→ **Work to do**:
A – According to the passage on picking an energy supplier, what might a New York resident be charged when trying to switch suppliers again?
B – Rewrite the passage on picking an energy supplier between "Picking Your Own" and "contract termination fee.", inclusive, with "retail suppliers" substituted for "ESCOs".

→ **Document passage**:
Picking Your Own Energy Supplier May Not Save You Anything

In New York, residents can choose to buy their energy from competing energy supply companies, or ESCOs. The idea is you can end up saving money by choosing from a field of competitors. In reality, says the New York Times, your energy bills frequently increase, and when you try to switch again you might be charged a contract termination fee.

The idea of New York’s “Power Your Way” program was to open up the market to competition, which in theory should drive down prices, but “It remains a crapshoot about whether or not you’re going to save money, pay more money or have it come out a wash,” says Jason K. Babbie, a senior environmental policy analyst for a consumer advocacy group. Another consumer advocate flat out says it’s not worth the trouble:

“You can’t shop your way out of the problem we’re facing,” said Gerald A. Norlander, executive director of the Public Utility Law Project, an advocacy group for energy users based in Albany. “If people want to get their bills down, the best thing to do is conserve. No one has ever shown that resident customers who switched have saved any significant amount of money.”

→ **Material**:
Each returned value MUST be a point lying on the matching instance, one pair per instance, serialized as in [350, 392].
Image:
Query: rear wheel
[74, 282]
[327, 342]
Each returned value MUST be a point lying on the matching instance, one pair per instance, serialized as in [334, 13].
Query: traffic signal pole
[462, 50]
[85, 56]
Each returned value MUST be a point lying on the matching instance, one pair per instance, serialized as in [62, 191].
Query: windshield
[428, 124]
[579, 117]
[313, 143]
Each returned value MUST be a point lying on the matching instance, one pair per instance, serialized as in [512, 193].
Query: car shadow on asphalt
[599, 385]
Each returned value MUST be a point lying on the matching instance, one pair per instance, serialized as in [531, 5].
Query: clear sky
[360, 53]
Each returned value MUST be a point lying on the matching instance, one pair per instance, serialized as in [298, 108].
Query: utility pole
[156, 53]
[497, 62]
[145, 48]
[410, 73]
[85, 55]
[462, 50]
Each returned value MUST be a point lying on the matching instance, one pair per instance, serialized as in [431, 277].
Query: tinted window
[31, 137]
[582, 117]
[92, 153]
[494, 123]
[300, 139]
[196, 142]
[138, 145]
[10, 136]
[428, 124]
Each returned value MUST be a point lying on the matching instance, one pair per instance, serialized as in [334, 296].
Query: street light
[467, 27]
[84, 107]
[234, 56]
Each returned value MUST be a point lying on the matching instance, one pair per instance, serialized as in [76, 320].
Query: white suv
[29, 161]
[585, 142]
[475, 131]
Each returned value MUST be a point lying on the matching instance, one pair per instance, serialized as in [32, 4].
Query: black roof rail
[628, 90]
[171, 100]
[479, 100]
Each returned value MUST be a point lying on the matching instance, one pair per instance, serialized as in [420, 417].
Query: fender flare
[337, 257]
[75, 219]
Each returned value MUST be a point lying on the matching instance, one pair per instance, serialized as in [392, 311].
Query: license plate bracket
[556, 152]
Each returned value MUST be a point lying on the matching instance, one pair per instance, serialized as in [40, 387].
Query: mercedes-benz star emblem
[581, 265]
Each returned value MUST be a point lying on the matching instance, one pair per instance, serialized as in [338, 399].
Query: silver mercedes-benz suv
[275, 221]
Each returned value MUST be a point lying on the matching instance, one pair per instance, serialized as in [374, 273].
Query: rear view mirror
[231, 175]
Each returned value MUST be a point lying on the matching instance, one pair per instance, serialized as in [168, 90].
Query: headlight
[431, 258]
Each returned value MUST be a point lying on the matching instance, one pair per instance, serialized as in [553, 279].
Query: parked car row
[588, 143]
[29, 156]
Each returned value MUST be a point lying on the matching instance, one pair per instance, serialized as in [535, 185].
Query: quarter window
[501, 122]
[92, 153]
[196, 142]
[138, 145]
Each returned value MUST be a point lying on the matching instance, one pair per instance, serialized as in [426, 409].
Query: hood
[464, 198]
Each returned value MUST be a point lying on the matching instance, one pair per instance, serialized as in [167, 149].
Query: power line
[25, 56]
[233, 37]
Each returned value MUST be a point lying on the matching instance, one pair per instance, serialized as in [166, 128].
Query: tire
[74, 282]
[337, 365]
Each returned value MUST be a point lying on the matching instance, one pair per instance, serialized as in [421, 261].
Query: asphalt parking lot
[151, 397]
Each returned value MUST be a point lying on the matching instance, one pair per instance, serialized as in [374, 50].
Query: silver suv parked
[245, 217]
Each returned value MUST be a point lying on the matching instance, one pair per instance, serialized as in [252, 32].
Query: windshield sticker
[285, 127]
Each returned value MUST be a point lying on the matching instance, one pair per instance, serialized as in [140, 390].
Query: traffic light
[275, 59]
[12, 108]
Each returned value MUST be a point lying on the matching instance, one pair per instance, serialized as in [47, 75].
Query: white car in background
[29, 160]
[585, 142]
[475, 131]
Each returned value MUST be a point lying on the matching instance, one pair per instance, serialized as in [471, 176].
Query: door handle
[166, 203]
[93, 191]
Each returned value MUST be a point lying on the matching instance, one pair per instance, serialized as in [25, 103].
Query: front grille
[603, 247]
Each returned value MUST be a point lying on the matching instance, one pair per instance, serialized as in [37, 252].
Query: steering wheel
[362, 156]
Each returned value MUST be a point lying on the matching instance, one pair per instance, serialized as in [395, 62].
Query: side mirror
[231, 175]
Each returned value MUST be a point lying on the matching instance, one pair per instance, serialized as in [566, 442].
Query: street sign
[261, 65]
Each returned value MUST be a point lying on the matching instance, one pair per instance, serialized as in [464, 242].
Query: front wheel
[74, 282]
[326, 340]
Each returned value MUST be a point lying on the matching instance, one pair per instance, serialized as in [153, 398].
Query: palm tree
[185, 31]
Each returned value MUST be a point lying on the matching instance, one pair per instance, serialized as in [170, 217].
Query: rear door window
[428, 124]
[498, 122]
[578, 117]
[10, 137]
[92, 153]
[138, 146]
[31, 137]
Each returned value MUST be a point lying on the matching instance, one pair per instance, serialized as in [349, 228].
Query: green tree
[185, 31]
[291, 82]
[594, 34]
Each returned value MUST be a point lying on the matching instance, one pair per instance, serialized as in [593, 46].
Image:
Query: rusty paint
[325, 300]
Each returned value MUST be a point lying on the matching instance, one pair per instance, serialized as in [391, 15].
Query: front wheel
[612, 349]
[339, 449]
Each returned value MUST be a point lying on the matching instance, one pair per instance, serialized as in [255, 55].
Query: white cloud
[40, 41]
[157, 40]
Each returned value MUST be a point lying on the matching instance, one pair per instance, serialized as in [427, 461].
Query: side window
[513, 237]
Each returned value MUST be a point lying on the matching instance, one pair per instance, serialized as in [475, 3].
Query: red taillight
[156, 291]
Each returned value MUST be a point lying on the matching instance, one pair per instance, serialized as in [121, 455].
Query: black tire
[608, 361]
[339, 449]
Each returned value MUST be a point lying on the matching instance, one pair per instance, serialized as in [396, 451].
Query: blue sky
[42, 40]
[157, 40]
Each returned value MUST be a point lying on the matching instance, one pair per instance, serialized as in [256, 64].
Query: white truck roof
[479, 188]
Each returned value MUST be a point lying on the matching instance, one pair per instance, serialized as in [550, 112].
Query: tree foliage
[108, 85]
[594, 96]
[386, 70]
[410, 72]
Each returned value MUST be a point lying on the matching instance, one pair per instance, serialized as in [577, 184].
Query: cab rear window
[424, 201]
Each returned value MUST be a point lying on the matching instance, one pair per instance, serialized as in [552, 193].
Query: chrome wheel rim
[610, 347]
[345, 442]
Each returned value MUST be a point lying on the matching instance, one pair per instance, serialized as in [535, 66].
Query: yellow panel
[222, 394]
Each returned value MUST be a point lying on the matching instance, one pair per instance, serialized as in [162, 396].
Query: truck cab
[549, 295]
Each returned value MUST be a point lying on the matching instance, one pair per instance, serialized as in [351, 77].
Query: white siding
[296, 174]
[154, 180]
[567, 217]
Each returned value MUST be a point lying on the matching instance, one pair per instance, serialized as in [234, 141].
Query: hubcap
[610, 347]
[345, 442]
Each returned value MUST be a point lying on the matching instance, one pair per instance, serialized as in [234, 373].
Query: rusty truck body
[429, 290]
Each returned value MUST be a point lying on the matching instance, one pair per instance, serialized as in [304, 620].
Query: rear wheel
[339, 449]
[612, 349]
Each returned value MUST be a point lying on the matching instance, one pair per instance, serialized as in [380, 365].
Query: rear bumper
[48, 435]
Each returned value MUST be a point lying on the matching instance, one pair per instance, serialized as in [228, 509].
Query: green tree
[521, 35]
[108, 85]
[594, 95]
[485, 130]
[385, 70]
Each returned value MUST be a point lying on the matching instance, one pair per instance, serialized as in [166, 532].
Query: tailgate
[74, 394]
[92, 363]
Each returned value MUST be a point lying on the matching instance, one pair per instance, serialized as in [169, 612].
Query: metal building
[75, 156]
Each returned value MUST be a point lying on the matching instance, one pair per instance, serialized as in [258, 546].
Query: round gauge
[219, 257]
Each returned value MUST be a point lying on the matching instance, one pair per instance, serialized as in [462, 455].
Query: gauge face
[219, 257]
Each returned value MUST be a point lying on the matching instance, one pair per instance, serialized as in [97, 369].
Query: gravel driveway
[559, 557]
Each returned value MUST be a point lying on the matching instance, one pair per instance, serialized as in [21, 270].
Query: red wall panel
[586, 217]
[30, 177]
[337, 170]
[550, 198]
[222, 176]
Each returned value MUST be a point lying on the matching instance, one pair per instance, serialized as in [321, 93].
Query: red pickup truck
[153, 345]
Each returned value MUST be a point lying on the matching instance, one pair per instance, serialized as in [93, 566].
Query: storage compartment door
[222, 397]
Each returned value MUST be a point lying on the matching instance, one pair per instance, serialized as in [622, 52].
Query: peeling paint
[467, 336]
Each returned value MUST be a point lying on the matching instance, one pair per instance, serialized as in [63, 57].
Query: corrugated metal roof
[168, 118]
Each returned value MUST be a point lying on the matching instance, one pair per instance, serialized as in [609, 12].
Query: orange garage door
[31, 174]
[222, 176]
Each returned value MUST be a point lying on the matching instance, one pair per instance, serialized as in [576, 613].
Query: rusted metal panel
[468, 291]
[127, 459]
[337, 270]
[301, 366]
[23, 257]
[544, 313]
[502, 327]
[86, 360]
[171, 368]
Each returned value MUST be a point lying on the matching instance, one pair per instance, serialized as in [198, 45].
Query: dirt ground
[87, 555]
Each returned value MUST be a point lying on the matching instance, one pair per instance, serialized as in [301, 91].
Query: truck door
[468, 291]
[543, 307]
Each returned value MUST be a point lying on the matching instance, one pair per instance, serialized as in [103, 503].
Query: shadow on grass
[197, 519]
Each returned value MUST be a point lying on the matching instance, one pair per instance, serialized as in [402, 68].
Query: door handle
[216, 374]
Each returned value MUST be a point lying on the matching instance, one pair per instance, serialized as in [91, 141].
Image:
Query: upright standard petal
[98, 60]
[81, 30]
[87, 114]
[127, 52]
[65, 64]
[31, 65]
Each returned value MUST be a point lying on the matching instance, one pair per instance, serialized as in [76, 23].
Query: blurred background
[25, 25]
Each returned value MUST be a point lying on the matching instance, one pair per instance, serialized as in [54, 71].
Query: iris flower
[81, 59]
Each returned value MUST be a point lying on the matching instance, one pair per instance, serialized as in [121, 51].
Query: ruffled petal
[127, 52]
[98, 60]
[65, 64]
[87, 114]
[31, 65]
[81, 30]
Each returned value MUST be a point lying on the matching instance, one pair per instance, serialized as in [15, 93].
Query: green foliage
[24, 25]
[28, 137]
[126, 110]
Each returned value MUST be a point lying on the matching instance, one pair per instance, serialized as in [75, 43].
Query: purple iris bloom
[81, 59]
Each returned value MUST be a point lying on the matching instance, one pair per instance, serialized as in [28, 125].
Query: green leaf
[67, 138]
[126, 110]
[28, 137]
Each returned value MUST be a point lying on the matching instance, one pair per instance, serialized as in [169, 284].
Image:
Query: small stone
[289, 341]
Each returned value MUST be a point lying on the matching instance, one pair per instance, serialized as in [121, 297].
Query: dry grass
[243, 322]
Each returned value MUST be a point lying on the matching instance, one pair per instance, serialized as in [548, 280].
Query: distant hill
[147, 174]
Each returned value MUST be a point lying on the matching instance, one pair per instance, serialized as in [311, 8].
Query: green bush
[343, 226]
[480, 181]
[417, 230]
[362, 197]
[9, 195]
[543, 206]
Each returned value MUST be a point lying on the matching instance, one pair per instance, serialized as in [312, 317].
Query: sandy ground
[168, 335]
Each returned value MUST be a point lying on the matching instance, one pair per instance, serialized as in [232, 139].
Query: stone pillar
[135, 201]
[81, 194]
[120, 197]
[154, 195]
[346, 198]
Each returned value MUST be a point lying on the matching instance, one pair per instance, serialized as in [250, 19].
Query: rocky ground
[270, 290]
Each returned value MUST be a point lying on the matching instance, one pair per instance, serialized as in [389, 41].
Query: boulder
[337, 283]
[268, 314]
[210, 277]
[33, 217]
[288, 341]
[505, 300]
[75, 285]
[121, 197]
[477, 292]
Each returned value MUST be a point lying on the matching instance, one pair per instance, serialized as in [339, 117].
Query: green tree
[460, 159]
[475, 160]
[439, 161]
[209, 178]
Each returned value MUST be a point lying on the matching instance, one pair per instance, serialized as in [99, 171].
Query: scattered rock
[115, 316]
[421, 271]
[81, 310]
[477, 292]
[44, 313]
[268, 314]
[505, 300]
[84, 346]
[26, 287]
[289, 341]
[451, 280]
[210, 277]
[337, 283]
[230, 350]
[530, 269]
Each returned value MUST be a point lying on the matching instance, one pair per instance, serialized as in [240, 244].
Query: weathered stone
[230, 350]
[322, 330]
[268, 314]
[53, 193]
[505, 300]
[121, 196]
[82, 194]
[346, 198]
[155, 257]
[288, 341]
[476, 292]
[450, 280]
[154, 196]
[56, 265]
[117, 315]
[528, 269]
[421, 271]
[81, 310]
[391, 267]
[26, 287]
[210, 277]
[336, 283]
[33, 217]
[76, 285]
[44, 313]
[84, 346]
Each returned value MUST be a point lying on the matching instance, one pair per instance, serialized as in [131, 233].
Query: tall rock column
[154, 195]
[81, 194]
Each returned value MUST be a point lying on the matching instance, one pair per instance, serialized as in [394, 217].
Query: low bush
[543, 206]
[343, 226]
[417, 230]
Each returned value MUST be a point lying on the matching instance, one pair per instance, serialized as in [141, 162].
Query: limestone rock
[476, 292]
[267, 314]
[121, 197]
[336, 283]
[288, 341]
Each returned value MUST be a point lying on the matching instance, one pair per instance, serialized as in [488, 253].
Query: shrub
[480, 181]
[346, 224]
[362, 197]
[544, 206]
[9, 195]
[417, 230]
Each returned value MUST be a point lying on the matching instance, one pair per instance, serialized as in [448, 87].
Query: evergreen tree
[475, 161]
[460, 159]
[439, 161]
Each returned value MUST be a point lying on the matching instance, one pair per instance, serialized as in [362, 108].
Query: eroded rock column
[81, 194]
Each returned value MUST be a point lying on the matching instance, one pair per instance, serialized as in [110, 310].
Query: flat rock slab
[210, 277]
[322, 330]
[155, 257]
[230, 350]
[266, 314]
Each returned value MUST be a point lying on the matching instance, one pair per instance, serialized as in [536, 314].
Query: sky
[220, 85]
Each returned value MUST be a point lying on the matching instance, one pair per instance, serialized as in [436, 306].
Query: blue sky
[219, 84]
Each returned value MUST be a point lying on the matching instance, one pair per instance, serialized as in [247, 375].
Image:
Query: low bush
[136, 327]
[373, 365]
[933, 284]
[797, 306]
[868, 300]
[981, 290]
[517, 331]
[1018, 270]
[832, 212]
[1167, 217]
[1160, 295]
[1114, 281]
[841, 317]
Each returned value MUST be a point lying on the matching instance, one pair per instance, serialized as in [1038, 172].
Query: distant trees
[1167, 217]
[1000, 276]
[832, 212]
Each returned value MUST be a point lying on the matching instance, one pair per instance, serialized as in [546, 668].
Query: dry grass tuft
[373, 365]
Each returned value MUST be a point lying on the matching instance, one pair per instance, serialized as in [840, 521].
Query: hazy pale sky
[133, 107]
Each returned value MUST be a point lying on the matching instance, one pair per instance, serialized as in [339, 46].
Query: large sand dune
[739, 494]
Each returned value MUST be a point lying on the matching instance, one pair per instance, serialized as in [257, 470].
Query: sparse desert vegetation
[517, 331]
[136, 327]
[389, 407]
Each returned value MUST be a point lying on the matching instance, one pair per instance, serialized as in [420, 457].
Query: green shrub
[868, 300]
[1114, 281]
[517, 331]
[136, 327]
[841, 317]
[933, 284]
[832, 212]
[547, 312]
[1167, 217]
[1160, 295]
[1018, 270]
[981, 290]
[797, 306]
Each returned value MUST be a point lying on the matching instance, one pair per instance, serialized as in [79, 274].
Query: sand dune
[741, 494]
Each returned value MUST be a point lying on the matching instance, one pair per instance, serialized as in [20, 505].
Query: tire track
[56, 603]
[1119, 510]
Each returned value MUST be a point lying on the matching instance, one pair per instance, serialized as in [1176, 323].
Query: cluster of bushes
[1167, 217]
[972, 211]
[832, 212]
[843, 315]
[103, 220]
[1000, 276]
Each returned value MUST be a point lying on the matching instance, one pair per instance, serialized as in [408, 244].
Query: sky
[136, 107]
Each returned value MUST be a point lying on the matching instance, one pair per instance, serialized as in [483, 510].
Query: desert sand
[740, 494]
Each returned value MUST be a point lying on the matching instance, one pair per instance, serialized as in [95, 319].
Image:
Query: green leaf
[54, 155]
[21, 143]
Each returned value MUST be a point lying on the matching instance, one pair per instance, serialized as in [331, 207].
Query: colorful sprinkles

→ **Final answers**:
A – A contract termination fee.

B –
Picking Your Own Energy Supplier May Not Save You Anything

In New York, residents can choose to buy their energy from competing energy supply companies, or retail suppliers. The idea is you can end up saving money by choosing from a field of competitors. In reality, says the New York Times, your energy bills frequently increase, and when you try to switch again you might be charged a contract termination fee.